## Check your understanding
A. In the abstract on intrahepatic cholangiocarcinoma, why do the authors say that further work is needed before concluding that genetic alterations do not differ with hepatolithiasis? Answer in one to three sentences.
B. According to the abstract on intrahepatic cholangiocarcinoma, which K-ras codon was examined for mutation?

Analyses of p53 overexpression, aberrant β-catenin expression, microsatellite instability, and K-ras mutation in intrahepatic cholangiocarcinoma with and without hepatolithiasis

To determine whether genetic alterations in intrahepatic cholangiocarcinoma (ICC) differ by the association of chronic inflammation induced by hepatolithiasis, we analyzed p53 protein overexpression, aberrant β-catenin nuclear expression, microsatellite instability (MSI) status, and K-ras codon 12 mutation in 20 cases with ICC (13 with hepatolithiasis and seven without hepatolithiasis). Positive frequencies of each variable for ICC with and without hepatolithiasis were: p53 overexpression, 38% vs 14%; aberrant β-catenin nuclear expression, 23% vs 0%; MSI-high, 0% vs 0%; MSI-low, 13% vs 17%; and K-ras mutation, 31% vs 14%. Aberrant β-catenin nuclear expression showed a sporadic pattern in all cases. There were no significant differences in any of the frequencies between ICCs with and without hepatolithiasis. These results suggest that genetic alterations in ICC do not differ according to the presence of chronic inflammation by hepatolithiasis. However, these results may be partly attributable to the small sample number of ICC cases with hepatolithiasis in the present study. Additional studies of ICC with hepatolithiasis and further investigations are required to obtain definitive conclusions. With regard to ICC without hepatolithiasis, the present results imply that alterations of p53 and K-ras may play crucial roles in the carcinogenesis of a subset (30 to 40%) of ICC, and adenomatous polyposis coli (APC) alterations represented by aberrant β-catenin nuclear expression and defects in the DNA mismatch repair system represented by MSI-high may not contribute to ICC carcinogenesis.

## Given records
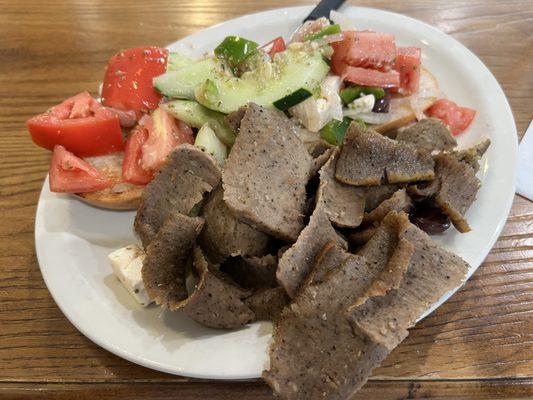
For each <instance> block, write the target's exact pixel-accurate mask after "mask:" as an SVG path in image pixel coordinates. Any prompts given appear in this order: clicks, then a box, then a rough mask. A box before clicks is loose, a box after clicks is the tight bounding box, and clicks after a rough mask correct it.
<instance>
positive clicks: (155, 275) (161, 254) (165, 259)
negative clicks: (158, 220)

* * *

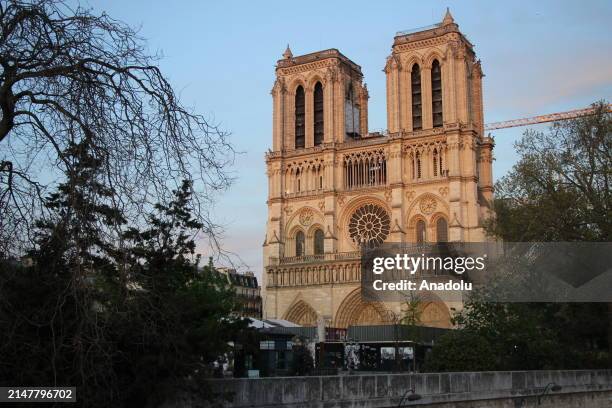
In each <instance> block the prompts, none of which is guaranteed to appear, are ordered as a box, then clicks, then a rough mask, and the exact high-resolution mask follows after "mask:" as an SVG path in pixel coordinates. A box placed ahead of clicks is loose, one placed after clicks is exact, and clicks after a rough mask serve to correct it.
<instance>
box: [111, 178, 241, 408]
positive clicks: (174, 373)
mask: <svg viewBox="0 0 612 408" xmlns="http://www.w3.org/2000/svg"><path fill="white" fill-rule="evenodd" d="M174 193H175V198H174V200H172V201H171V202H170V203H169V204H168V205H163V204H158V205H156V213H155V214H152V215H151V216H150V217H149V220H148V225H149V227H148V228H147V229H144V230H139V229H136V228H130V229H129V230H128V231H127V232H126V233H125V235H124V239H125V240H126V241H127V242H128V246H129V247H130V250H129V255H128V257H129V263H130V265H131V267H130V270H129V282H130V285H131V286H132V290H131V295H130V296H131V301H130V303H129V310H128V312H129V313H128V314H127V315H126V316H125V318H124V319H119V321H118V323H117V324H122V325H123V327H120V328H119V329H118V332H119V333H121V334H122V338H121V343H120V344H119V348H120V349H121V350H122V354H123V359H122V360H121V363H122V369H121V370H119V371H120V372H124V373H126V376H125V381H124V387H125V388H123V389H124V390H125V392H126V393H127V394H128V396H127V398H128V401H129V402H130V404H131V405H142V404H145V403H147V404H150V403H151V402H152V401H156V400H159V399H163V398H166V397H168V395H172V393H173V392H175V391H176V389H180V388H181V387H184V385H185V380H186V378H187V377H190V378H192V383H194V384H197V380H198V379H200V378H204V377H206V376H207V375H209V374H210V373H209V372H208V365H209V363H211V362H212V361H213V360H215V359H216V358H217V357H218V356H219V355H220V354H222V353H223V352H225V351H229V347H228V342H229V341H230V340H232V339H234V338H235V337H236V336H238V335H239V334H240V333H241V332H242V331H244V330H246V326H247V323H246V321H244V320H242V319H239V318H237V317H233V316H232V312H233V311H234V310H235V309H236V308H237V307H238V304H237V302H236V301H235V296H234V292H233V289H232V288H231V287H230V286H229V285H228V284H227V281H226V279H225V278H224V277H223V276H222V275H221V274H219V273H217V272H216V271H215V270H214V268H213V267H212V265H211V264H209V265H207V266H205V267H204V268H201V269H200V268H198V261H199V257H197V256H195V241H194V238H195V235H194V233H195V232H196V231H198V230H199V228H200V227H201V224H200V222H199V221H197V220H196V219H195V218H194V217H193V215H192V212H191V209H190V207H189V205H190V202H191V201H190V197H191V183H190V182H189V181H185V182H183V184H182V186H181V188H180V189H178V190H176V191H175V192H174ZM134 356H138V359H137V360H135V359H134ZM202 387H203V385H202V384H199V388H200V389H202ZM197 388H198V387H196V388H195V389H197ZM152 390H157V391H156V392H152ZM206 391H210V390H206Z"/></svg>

## Answers to this exercise
A. The lack of difference may be partly due to the small number of cholangiocarcinoma cases with hepatolithiasis in the study (13 of the 20). Additional studies of such cases are therefore required to reach definitive conclusions.

B. Codon 12.